Goal of the exercise ▸
Answer these from the Kiersten Warren biography below:
(a) In which state was Kiersten Warren raised?
(b) In what year did she move to Los Angeles?
(c) Which character did she play on Desperate Housewives?

[START OF Source extract]

- Born: Iowa
- Occupation: Actress
- Years active: 1987–2018
- Children: 2, including Misti Traya

= Kiersten Warren =

American actress

Kiersten Warren is an American former actress. Her best known roles include Alex Tabor on Saved by the Bell: The College Years and Nora Huntington on Desperate Housewives.

==Life and career==
Warren was born in Iowa and raised in Hawaii. She traveled with her parents in her youth, singing with them in Baptist churches. When she was older she lived in Tokyo and made commercials. She moved to Los Angeles in 1990 to seek employment as an actress.

Warren is the mother of actress Misti Traya, who has a daughter. In 2009, she appeared in an episode of Fringe ("Unleashed") as the wife of Charlie Francis, Acevedo's character. In 2003, she appeared in an episode of The West Wing titled "Life on Mars", and in 2009, appeared in an episode of Nip/Tuck titled "Jenny Juggs" as Jenny Juggs.

She has appeared in numerous films, including 13 Going on 30, Intolerable Cruelty, Divine Secrets of the Ya-Ya Sisterhood, Bicentennial Man and Independence Day.

[END OF Source extract]
[START OF Stored records]

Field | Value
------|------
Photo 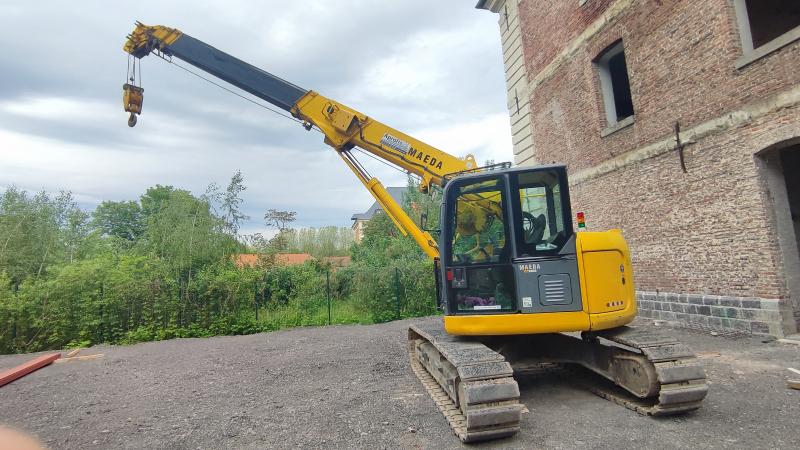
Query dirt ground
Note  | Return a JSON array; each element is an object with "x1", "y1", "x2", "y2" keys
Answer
[{"x1": 0, "y1": 318, "x2": 800, "y2": 450}]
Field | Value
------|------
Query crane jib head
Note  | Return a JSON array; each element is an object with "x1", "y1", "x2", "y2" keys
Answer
[{"x1": 122, "y1": 22, "x2": 183, "y2": 59}]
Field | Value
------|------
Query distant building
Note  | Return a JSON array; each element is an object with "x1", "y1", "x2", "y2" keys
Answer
[
  {"x1": 322, "y1": 256, "x2": 350, "y2": 267},
  {"x1": 477, "y1": 0, "x2": 800, "y2": 336},
  {"x1": 234, "y1": 253, "x2": 315, "y2": 267},
  {"x1": 350, "y1": 187, "x2": 408, "y2": 243}
]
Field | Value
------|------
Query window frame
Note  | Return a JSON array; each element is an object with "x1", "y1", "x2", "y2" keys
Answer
[
  {"x1": 733, "y1": 0, "x2": 800, "y2": 69},
  {"x1": 594, "y1": 39, "x2": 636, "y2": 131}
]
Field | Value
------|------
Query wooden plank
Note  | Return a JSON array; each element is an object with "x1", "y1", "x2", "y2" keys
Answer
[
  {"x1": 0, "y1": 353, "x2": 61, "y2": 386},
  {"x1": 53, "y1": 353, "x2": 105, "y2": 363}
]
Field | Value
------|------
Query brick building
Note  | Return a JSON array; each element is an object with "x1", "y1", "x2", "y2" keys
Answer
[{"x1": 477, "y1": 0, "x2": 800, "y2": 336}]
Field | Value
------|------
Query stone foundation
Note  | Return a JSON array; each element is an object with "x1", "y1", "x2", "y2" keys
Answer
[{"x1": 636, "y1": 292, "x2": 794, "y2": 337}]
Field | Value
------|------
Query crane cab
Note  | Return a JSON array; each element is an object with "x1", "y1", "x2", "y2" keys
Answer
[{"x1": 437, "y1": 164, "x2": 636, "y2": 335}]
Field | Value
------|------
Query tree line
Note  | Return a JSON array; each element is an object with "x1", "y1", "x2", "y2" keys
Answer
[{"x1": 0, "y1": 172, "x2": 435, "y2": 353}]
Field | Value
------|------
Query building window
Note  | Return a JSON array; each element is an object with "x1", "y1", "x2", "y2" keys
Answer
[
  {"x1": 734, "y1": 0, "x2": 800, "y2": 53},
  {"x1": 596, "y1": 41, "x2": 633, "y2": 126}
]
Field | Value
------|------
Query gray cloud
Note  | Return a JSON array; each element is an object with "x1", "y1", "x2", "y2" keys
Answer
[{"x1": 0, "y1": 0, "x2": 512, "y2": 232}]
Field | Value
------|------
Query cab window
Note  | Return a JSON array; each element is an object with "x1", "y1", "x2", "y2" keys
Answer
[
  {"x1": 512, "y1": 170, "x2": 572, "y2": 256},
  {"x1": 447, "y1": 177, "x2": 516, "y2": 314}
]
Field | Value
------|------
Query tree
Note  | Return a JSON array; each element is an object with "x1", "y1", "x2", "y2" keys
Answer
[
  {"x1": 139, "y1": 184, "x2": 177, "y2": 221},
  {"x1": 92, "y1": 200, "x2": 145, "y2": 242},
  {"x1": 264, "y1": 209, "x2": 297, "y2": 252},
  {"x1": 201, "y1": 170, "x2": 250, "y2": 237}
]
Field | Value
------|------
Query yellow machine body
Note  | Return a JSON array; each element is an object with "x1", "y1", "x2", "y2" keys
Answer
[{"x1": 444, "y1": 230, "x2": 637, "y2": 336}]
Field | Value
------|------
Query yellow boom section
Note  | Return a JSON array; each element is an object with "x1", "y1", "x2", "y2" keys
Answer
[{"x1": 123, "y1": 22, "x2": 494, "y2": 258}]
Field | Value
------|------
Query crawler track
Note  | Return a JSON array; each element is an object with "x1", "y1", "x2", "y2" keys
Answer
[
  {"x1": 408, "y1": 324, "x2": 708, "y2": 442},
  {"x1": 408, "y1": 325, "x2": 522, "y2": 442}
]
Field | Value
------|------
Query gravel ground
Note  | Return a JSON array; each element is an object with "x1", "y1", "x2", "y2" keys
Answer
[{"x1": 0, "y1": 318, "x2": 800, "y2": 450}]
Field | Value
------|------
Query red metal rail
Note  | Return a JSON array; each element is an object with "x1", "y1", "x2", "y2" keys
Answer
[{"x1": 0, "y1": 353, "x2": 61, "y2": 386}]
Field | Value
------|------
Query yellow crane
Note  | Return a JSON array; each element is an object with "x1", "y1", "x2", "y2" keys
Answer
[{"x1": 123, "y1": 23, "x2": 707, "y2": 442}]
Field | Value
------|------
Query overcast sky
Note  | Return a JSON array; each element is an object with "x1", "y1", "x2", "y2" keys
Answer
[{"x1": 0, "y1": 0, "x2": 513, "y2": 233}]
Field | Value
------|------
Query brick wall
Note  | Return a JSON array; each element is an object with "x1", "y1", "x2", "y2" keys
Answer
[{"x1": 482, "y1": 0, "x2": 800, "y2": 334}]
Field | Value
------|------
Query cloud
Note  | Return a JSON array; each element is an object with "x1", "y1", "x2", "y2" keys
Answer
[{"x1": 0, "y1": 0, "x2": 513, "y2": 232}]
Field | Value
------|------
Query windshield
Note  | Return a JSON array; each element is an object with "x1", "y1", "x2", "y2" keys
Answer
[
  {"x1": 512, "y1": 170, "x2": 572, "y2": 257},
  {"x1": 446, "y1": 177, "x2": 516, "y2": 314}
]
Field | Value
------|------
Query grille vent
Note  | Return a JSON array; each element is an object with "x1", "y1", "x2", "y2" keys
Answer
[{"x1": 539, "y1": 273, "x2": 572, "y2": 306}]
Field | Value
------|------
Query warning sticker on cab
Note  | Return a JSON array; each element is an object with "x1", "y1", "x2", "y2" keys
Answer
[{"x1": 381, "y1": 133, "x2": 411, "y2": 153}]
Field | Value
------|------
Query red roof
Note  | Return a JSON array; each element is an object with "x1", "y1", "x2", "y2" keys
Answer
[
  {"x1": 234, "y1": 253, "x2": 314, "y2": 267},
  {"x1": 322, "y1": 256, "x2": 350, "y2": 267}
]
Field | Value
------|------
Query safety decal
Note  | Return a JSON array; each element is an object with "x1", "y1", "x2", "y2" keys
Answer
[{"x1": 381, "y1": 133, "x2": 411, "y2": 153}]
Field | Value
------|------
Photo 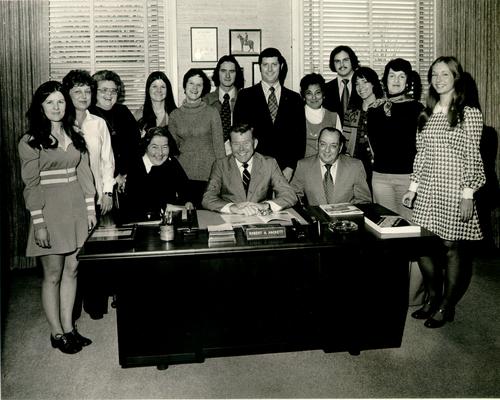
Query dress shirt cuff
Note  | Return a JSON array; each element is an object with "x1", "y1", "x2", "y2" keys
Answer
[
  {"x1": 408, "y1": 182, "x2": 418, "y2": 193},
  {"x1": 30, "y1": 210, "x2": 47, "y2": 230},
  {"x1": 462, "y1": 188, "x2": 474, "y2": 199}
]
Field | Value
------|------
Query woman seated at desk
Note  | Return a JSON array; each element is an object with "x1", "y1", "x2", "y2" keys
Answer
[{"x1": 122, "y1": 127, "x2": 193, "y2": 221}]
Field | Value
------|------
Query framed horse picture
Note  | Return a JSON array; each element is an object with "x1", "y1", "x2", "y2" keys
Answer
[{"x1": 229, "y1": 29, "x2": 262, "y2": 56}]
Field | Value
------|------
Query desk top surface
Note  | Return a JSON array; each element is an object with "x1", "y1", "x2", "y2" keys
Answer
[{"x1": 78, "y1": 204, "x2": 435, "y2": 261}]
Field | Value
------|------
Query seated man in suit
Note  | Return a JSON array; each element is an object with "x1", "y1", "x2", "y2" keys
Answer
[
  {"x1": 201, "y1": 124, "x2": 297, "y2": 215},
  {"x1": 291, "y1": 127, "x2": 372, "y2": 206}
]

[END OF Stored records]

Answer to this task ▸
(a) Hawaii
(b) 1990
(c) Nora Huntington